TASK ITEM: Which of the lines below holds the string "image"? Copy every line that does.

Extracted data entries
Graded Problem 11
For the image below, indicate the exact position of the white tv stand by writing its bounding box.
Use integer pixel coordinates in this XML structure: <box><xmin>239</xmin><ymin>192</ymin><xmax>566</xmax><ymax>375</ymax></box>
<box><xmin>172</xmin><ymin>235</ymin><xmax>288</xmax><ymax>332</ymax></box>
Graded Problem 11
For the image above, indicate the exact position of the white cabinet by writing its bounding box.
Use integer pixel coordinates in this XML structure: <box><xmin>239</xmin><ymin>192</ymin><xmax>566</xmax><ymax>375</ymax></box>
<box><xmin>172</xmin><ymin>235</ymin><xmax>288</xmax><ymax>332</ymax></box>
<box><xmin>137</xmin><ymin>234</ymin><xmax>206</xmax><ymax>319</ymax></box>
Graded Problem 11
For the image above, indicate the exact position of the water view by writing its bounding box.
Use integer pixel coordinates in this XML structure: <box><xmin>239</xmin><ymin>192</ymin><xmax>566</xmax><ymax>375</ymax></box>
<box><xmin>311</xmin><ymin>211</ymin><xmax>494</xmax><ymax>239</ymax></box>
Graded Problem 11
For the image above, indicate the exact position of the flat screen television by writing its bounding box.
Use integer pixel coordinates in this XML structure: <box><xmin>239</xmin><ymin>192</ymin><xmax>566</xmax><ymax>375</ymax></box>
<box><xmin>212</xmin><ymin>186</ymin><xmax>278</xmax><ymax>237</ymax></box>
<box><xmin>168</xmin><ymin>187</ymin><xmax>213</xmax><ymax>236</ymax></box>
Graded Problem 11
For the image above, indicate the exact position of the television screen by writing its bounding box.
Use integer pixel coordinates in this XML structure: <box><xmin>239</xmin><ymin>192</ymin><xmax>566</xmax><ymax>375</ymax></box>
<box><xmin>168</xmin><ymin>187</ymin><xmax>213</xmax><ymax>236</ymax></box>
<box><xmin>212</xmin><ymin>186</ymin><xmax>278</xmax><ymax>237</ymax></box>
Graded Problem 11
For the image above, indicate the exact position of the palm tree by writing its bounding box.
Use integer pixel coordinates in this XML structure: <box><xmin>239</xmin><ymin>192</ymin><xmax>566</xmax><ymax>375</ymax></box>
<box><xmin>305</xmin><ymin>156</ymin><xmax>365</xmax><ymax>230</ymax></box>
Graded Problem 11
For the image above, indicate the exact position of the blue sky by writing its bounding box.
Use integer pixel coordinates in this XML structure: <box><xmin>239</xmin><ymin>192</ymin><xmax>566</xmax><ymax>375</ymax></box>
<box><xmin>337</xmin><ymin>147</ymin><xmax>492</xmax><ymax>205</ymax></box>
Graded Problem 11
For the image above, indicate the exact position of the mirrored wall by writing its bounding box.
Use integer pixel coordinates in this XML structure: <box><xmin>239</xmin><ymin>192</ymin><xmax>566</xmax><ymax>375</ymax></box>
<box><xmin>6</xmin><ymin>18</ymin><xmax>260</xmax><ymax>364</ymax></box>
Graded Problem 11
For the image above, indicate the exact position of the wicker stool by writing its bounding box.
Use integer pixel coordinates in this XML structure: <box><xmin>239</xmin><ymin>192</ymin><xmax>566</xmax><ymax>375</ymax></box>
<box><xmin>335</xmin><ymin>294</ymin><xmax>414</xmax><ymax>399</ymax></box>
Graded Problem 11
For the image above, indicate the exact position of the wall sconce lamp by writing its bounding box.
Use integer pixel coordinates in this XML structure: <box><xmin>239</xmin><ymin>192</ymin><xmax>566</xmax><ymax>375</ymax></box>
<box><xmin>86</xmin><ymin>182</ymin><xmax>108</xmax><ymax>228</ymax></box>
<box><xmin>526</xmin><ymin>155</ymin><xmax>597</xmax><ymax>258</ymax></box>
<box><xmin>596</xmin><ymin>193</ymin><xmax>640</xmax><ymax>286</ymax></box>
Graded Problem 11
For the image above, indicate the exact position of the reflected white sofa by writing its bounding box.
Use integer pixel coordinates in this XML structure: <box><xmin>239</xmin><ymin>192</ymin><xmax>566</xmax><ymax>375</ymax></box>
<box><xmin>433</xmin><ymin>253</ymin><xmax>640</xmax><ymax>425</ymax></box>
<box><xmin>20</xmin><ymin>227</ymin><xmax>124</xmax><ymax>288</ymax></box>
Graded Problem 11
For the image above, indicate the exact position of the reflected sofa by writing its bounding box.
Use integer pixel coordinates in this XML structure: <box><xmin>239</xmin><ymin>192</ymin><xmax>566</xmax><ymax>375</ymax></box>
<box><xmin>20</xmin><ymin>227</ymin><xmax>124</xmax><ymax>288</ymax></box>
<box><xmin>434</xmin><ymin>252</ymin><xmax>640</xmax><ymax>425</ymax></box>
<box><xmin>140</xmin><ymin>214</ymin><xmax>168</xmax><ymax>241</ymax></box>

WRITTEN RESPONSE:
For the image below, indicate the exact position of the white tv stand by writing its bounding box.
For the image above, indicate the exact position of the white cabinet by writing its bounding box.
For the image above, indicate the exact position of the water view by writing its bounding box.
For the image above, indicate the exact position of the flat screen television by writing its bounding box.
For the image above, indicate the exact position of the television screen by writing its bounding box.
For the image above, indicate the exact position of the palm tree by writing its bounding box.
For the image above, indicate the exact position of the blue sky by writing its bounding box.
For the image above, indicate the exact position of the mirrored wall by writing its bounding box.
For the image above, indicate the exact position of the wicker stool by writing its bounding box.
For the image above, indicate the exact position of the wall sconce lamp by writing its bounding box.
For the image above, indicate the exact position of the reflected white sofa by writing its bounding box.
For the image above, indicate the exact position of the reflected sofa by writing its bounding box.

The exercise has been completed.